> [Passage cité]
• • • •

De juin 40 à février 41, sous les piqués de Stukas hargneux comme des frelons, il revivait les sept mois de sa campagne de France, avec un flegme quasiment socratique. Conscient que la moindre bombe pouvait lui passer le goût du pain, il s’interdisait toute envolée lyrique et banalisait par le menu sa mésaventure, en n’oubliant jamais d‘ajouter chaque fois que la soupe était bonne, comme un pied de nez à l’occupant.
Aucune Pénélope ne devait l’attendre autour d’Aboncourt, vu qu’au lieu de ”remonter” en Moselle après l’armistice comme la plupart des expulsés, il avait décidé de rester au centre de la France, jusqu’à la fin d’une guerre dont il n’avait aucune idée, dans une zone qu’on disait libre et qui ne le resta pas longtemps.
Sous la molesquine racornie du carnet, la rédaction de cette ”Débacle” de 1939-40, paraissait quasiment distanciée. Elle contrastait avec celles qu'on trouve souvent, où les témoins ont tendance à se mettre en scène. Ulysse raconte au premier degré, imperturbable, réservé, sans jamais libérer ses humeurs. Alors que la lourdeur de l’humiliation paralyse les mémoires de dizaines de milliers de Mosellans lâchés comme lui sur les routes, l'un d'entre eux brosse un panorama en demi-teinte et sans enluminure de son voyage forcé. Comme si ce gentleman eût trouvé peu élégant d’en rajouter dans le désastre, il relativise au maximum ses propres misères, par compassion pour ses proches ou par respect pour ses copains.
Il s'appelait Ulysse, bon d'accord ! Mais du fait de ce sacré prénom, le récit n'en garde pas moins la dimension d’une Odyssée... La comparaison n'ira pas plus loin. Bien que plutôt charmeur et très adroit de ses mains, bien que têtu comme son antique homonyme, notre héros mosellan ne se mettait jamais en colère ! Or chacun sait qu’Ulysse vient de ”odussomai” qui signifie en grec se fâcher.

• • • •

> [Objectif] Prolongez le texte consacré au carnet d'Ulysse sur la débâcle de 1939-40 en reprenant juste après sa dernière phrase.

Enregistrements d'annotation par coordonnées:
• • • •

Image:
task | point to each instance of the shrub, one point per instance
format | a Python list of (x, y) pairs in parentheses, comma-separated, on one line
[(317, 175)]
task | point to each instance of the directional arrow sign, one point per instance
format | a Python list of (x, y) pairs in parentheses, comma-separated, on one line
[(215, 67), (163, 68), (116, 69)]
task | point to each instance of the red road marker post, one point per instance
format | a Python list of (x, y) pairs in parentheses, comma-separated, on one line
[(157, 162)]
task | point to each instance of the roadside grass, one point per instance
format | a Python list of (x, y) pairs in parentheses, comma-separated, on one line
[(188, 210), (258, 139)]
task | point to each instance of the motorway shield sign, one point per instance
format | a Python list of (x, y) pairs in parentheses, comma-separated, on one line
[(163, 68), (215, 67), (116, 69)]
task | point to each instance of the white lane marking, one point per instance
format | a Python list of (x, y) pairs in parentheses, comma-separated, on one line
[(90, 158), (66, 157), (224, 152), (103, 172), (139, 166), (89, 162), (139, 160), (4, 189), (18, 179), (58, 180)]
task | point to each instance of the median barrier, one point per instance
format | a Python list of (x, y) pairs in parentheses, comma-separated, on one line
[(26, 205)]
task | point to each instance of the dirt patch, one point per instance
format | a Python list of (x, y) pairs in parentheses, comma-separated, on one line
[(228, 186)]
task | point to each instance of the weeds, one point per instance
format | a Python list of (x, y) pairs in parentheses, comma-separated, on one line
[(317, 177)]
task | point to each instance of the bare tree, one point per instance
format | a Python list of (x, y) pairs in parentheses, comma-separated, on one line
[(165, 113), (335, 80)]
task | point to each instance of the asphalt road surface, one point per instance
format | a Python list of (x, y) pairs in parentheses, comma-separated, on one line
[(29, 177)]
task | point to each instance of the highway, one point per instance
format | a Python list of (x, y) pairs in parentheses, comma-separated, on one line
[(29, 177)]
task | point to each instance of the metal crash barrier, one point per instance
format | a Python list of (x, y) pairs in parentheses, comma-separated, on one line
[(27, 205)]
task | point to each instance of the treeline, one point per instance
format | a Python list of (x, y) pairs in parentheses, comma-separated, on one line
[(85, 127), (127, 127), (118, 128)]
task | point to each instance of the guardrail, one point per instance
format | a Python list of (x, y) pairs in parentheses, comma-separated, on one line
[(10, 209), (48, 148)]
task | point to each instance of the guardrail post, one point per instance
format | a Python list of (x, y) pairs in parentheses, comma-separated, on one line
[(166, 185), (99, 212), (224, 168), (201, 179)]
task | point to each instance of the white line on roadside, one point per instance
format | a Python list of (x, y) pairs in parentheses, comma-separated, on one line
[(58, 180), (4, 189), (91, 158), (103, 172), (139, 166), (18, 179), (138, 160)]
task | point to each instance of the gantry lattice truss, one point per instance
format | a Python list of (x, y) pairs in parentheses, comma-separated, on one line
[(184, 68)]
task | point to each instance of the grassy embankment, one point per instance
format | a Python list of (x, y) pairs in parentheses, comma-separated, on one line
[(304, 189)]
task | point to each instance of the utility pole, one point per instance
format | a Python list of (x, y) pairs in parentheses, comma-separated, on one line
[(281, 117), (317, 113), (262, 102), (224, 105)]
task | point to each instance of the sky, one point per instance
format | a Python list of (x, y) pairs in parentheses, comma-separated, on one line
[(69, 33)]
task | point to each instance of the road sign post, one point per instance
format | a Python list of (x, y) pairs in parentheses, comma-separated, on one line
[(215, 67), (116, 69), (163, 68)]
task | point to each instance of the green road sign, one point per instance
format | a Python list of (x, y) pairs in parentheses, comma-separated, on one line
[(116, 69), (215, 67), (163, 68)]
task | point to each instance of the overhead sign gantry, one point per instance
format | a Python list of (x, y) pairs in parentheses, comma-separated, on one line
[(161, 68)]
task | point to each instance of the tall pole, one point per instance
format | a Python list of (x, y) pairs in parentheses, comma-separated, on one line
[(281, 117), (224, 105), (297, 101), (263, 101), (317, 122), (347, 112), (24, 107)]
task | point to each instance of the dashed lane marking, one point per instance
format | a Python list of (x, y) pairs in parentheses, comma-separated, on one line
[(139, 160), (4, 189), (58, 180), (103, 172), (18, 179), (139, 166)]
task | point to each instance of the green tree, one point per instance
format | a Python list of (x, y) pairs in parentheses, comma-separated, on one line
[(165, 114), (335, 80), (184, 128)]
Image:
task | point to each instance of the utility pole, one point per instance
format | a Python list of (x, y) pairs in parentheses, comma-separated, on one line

• • • •

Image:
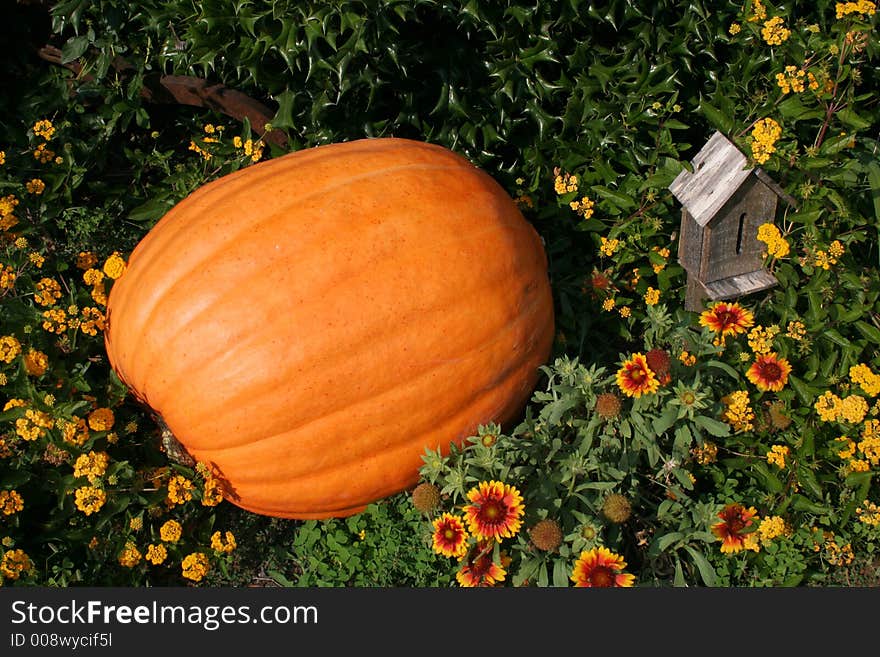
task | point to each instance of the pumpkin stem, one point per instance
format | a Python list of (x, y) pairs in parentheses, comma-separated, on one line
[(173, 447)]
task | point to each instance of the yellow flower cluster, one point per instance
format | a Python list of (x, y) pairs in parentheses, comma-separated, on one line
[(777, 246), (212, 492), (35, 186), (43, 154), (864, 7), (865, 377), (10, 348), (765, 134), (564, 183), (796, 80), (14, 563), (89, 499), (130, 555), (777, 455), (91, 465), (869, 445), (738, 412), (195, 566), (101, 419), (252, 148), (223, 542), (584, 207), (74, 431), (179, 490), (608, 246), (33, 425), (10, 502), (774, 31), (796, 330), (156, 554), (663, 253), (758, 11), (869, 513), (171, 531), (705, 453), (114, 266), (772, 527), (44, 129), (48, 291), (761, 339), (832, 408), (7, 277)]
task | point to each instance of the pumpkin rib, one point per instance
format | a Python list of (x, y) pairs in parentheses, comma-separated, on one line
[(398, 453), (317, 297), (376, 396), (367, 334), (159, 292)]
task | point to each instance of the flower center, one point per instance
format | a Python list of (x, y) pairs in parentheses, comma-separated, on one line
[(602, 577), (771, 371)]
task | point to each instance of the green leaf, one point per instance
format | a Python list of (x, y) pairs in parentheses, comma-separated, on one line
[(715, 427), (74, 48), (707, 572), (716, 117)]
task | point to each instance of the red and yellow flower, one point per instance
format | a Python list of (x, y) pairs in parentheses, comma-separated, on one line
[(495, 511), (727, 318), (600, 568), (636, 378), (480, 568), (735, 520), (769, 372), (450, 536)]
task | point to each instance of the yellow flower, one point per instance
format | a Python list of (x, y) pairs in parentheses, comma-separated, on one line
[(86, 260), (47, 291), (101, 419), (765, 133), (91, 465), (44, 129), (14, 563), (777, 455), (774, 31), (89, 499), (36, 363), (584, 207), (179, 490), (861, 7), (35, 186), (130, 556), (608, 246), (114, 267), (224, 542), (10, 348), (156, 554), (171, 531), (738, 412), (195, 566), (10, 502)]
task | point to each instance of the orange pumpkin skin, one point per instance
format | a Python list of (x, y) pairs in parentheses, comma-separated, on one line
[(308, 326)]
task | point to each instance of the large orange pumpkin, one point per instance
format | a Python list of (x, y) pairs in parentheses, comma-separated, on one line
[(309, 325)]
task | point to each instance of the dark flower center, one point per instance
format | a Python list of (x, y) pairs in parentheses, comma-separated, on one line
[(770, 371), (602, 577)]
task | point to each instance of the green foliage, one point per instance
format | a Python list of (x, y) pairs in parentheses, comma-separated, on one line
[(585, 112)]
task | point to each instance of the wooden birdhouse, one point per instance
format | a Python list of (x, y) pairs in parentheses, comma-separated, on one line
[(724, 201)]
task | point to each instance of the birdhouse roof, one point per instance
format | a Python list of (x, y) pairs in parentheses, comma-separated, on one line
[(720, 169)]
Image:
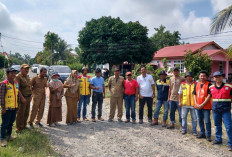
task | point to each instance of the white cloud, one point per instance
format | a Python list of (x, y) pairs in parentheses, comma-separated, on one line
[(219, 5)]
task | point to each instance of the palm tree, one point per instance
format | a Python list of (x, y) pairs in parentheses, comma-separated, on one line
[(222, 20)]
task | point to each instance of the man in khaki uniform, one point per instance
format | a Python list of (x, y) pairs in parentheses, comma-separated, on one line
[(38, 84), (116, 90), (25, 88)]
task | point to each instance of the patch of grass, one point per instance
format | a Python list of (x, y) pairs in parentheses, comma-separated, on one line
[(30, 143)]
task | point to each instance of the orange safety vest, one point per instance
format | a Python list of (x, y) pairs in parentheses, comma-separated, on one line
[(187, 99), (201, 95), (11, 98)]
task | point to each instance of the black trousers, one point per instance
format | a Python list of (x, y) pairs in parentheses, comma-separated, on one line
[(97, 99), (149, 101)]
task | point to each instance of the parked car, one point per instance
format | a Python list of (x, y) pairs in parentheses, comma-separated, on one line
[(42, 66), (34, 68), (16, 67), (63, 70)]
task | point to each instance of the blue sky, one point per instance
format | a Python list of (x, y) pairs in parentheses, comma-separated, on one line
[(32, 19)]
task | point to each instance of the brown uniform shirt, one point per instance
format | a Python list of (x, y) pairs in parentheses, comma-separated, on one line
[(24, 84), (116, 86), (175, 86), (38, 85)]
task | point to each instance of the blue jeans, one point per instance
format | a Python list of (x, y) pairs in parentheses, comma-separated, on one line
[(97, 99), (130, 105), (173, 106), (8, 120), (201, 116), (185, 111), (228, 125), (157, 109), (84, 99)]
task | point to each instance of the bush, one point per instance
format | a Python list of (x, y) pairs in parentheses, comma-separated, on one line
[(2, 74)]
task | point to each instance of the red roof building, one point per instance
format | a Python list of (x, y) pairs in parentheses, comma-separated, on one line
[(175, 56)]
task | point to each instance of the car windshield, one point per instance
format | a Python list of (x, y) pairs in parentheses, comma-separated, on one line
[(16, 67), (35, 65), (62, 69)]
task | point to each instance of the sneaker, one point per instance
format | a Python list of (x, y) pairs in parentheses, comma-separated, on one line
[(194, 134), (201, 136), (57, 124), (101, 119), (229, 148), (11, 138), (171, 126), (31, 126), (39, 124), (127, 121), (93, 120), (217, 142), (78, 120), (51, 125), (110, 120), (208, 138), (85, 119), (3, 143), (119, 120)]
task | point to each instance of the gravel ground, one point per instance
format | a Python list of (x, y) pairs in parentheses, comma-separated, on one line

• • • •

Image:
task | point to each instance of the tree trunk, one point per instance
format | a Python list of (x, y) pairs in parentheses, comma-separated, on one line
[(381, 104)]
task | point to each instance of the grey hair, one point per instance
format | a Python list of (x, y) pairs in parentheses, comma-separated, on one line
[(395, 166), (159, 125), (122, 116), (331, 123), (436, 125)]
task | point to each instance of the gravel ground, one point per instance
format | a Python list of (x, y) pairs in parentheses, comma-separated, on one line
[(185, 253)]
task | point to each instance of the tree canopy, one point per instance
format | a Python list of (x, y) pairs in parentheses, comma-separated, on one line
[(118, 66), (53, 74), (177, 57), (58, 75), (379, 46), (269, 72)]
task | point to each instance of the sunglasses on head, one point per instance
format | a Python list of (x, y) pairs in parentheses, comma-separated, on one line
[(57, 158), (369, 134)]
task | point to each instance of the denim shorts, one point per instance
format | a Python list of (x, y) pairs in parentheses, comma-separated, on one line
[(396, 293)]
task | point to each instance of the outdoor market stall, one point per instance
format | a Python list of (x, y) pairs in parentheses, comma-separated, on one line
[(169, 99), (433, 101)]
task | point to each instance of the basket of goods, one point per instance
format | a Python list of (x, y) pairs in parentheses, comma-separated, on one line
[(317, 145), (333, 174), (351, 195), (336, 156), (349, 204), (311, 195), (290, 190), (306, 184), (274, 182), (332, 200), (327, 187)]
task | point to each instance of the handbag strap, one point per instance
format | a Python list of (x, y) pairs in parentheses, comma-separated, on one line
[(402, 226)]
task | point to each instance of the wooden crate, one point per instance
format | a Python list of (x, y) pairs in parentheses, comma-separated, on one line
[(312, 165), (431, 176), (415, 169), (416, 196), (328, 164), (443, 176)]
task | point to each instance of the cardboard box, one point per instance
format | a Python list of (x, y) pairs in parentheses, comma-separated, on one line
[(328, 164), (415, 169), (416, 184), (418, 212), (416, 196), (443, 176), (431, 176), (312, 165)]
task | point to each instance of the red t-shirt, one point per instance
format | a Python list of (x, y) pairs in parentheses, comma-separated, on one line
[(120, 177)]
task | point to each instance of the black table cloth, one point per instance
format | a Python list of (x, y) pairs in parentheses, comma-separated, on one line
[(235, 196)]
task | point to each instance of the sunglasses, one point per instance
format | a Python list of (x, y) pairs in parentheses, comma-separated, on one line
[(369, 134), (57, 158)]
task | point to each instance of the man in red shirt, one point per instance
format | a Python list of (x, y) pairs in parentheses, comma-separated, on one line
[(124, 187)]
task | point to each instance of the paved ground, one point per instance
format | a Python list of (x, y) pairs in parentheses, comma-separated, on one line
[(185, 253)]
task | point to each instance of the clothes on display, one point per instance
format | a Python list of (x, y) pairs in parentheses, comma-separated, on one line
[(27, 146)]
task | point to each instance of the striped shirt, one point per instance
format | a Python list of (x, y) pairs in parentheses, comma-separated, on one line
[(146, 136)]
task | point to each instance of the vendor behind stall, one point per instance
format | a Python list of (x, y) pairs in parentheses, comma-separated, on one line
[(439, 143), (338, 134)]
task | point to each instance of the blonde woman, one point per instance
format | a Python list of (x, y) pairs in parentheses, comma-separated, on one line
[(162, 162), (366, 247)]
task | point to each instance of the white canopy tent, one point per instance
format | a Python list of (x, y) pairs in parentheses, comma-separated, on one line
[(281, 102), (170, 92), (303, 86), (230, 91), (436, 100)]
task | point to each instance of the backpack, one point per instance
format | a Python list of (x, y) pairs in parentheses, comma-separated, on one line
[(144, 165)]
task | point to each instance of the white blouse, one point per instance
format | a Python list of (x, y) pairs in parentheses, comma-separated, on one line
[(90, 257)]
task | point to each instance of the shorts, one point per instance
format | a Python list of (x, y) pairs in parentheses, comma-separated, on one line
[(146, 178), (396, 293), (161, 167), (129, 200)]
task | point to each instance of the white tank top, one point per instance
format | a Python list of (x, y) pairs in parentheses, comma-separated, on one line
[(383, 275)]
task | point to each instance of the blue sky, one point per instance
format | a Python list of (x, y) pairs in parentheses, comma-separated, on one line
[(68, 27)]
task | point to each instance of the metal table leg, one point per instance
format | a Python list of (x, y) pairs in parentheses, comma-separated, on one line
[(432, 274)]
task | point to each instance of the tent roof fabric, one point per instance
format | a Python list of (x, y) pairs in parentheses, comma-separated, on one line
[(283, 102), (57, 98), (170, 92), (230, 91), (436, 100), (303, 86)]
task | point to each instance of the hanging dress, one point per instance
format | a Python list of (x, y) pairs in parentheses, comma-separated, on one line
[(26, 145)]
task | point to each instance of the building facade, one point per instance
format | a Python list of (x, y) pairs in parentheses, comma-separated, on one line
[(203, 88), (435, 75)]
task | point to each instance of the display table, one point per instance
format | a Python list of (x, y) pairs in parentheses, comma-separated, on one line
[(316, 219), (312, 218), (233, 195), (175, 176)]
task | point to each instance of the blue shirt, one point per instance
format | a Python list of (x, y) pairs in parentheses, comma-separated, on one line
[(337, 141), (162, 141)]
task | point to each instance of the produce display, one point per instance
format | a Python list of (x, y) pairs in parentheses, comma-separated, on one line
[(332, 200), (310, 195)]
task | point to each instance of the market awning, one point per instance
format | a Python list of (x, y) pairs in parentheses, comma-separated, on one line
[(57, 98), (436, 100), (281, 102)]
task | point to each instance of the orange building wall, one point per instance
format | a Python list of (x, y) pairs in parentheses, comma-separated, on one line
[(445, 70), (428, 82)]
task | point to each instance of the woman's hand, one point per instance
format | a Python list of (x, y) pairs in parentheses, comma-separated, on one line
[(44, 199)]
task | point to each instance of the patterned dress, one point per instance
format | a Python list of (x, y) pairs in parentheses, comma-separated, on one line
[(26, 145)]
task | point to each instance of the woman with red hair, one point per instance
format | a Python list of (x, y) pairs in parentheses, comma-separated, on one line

• • • •

> [Résultat de l'exercice]
Grâce au pieux réflexe de Martine Olivier-Brasseur en ressuscitant son père, nous avons un regard réel, et non mythique, sur le chaos global des guerres et le bouleversement profond qu’elles entraînent chez les gens les plus anonymes. Sous la fausse banalité d'un moment d'histoire, on perçoit une vibration humaine qui échappe aux historiens.
Aboncourt aujourd'hui
A la mort de son père en 1934, notre Lorrain était devenu chef de famille à quinze ans. Amoureux de Metz, il se "tapait" régulièrement à vélo les côtes de Saint-Julien et de Saint-Hubert et n’aurait pu rater en 1930 le passage du Tour de France. Doté d’un CAP de comptable, il s’intéressait à tout. Hubert de Wendel, alors Père Noël du secteur, lui avait laissé un coin de jardin dans sa maison d’Hayange pour qu’il y construise un petit avion, monoplace et grandeur nature. C’est dire que l’espace ne lui faisait pas peur. Il faillit en oublier la miniature galbée des œufs de Fabergé qu’il modelait à la chaine, en étant devenu grand connaisseur.
Ainsi commence la campagne de France de notre mosellan. Le 6 juin 1940, il a dans son portefeuille une feuille de route qui l’enjoint de gagner le dépôt de chars 511 à Bourges, mais déjà dans sa sacoche suffisamment de répartie pour réagir d’Ithaque au tac.
Surtout, pas de vagues... Nulle question de Cyclope, encore moins de sirènes, mais seulement l’errance d’un jeune voyageur pépère qui s’adapte intelligemment aux provocations hasard, du moment qu’il n’y peut rien.
Faute de mieux, il note tout… Le 9 juin, aux adieux d’Aboncourt, c’est la dernière partie de belote avec les copains. Direction Bettelainville, quatre heures d’arrêt à Vigny, ça commence mal. Enfin Metz le 10 juin, Buffet de la Gare jusqu’à 5 heures du matin, et départ à 13h37 vers Paris.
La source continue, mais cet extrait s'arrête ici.